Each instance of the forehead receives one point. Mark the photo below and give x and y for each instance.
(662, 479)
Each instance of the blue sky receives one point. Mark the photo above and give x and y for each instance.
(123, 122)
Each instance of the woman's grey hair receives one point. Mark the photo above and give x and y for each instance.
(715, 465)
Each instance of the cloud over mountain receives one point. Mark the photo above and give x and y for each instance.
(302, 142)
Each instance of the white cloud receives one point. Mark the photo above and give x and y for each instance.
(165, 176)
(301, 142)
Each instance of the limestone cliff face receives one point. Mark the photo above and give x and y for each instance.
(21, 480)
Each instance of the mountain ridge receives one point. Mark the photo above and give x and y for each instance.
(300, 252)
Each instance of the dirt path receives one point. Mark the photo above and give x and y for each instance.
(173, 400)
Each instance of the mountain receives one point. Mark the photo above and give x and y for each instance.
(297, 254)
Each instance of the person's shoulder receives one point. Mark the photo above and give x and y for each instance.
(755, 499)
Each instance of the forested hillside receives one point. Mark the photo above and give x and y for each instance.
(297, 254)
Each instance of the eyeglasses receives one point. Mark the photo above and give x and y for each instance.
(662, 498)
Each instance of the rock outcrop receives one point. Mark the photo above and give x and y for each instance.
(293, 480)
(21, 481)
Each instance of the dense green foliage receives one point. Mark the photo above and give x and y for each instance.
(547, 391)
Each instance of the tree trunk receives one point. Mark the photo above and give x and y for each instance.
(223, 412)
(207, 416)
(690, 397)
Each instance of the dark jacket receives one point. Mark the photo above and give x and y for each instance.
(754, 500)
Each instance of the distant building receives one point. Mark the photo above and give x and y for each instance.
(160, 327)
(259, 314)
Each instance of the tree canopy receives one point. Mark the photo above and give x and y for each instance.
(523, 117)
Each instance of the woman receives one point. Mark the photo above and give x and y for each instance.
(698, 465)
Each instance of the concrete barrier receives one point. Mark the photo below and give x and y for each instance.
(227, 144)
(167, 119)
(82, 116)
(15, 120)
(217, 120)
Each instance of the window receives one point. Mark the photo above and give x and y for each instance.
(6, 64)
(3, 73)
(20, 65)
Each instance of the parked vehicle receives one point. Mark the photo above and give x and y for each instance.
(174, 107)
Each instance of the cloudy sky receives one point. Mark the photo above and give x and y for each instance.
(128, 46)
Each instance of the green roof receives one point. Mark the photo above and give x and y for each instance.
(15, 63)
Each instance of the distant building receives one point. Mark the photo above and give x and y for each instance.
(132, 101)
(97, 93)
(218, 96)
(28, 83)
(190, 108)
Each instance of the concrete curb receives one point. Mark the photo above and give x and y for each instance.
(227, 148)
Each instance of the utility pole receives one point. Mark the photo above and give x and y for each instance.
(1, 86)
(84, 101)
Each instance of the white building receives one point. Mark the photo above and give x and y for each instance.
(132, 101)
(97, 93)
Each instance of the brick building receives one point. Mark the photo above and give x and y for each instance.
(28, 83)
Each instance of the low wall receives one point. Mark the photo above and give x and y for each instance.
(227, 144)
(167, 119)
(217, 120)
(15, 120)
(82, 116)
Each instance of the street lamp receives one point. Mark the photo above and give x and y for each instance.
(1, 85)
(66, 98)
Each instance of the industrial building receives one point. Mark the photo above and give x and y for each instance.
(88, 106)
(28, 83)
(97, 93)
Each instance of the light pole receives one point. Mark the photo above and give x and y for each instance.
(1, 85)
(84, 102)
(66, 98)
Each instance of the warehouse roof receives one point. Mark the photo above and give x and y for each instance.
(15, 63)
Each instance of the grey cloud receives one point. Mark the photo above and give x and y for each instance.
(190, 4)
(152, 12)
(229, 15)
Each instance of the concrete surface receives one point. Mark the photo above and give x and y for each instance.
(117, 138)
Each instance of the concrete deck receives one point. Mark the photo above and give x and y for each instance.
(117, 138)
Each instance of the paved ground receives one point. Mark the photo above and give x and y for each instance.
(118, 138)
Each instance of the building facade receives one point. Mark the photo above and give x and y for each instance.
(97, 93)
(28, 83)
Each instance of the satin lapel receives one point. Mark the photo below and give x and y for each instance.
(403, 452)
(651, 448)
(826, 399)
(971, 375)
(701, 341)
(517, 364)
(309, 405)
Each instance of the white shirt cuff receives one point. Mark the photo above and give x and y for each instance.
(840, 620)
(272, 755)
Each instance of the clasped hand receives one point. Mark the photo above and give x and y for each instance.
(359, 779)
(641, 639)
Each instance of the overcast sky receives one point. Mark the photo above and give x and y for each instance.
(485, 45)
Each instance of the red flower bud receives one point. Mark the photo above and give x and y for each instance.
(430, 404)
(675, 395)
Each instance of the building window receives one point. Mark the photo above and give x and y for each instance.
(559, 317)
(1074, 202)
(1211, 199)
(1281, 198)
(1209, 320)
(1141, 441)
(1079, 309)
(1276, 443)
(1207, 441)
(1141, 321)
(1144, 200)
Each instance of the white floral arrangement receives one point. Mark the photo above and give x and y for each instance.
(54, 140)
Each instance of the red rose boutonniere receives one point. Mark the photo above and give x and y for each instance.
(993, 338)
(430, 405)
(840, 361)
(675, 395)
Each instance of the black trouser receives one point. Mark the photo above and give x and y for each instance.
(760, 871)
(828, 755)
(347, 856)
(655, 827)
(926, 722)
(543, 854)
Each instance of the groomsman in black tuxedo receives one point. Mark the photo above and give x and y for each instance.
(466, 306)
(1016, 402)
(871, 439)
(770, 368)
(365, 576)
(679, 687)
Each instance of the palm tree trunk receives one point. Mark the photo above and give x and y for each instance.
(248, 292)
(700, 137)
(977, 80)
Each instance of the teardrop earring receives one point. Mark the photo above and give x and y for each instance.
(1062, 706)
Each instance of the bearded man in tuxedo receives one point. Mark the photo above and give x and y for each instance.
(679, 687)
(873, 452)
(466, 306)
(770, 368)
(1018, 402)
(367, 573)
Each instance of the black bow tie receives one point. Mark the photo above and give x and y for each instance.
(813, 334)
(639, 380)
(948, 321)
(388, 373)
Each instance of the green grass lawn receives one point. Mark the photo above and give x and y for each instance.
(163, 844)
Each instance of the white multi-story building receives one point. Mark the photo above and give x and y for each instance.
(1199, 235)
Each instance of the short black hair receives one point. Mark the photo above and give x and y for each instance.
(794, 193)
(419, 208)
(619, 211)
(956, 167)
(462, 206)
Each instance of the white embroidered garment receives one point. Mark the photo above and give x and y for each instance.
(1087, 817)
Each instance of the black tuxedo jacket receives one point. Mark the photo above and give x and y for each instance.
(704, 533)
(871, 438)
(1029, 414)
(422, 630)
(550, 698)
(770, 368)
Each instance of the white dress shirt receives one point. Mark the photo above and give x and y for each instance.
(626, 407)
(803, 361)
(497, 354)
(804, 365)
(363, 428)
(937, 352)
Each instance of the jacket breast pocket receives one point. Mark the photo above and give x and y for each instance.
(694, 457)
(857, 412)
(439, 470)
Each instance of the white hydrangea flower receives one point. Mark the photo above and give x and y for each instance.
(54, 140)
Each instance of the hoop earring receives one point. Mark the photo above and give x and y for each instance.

*****

▸ WHAT YOU NEED TO DO: Starting at the line that contains "Each instance of the white embroidered", print every line through the end of the listing, word for word. Leave out all the rest.

▸ ANSWER TO THIS TASK:
Each instance of the white embroidered garment receives one point. Mark the photo above and give x and y for each instance.
(1087, 817)
Each instance of the black tuxedo jacket receives one point. Mark the photo above and give x and y for each instance.
(704, 533)
(871, 438)
(1029, 414)
(422, 630)
(550, 698)
(770, 368)
Each instance of the white dress shirt receives one point. Mark the photo above and give x and y for each instance.
(626, 407)
(803, 361)
(497, 354)
(804, 365)
(363, 428)
(937, 352)
Each instance of the jacket breast pocket receives one point. Mark the photo above and give x and y for each instance.
(694, 457)
(857, 412)
(439, 470)
Each instance of the white hydrangea flower receives one point. Mark the photo above and give x and y for each instance.
(54, 140)
Each instance of the hoop earring receives one point. Mark the photo above and give x and y for each instance.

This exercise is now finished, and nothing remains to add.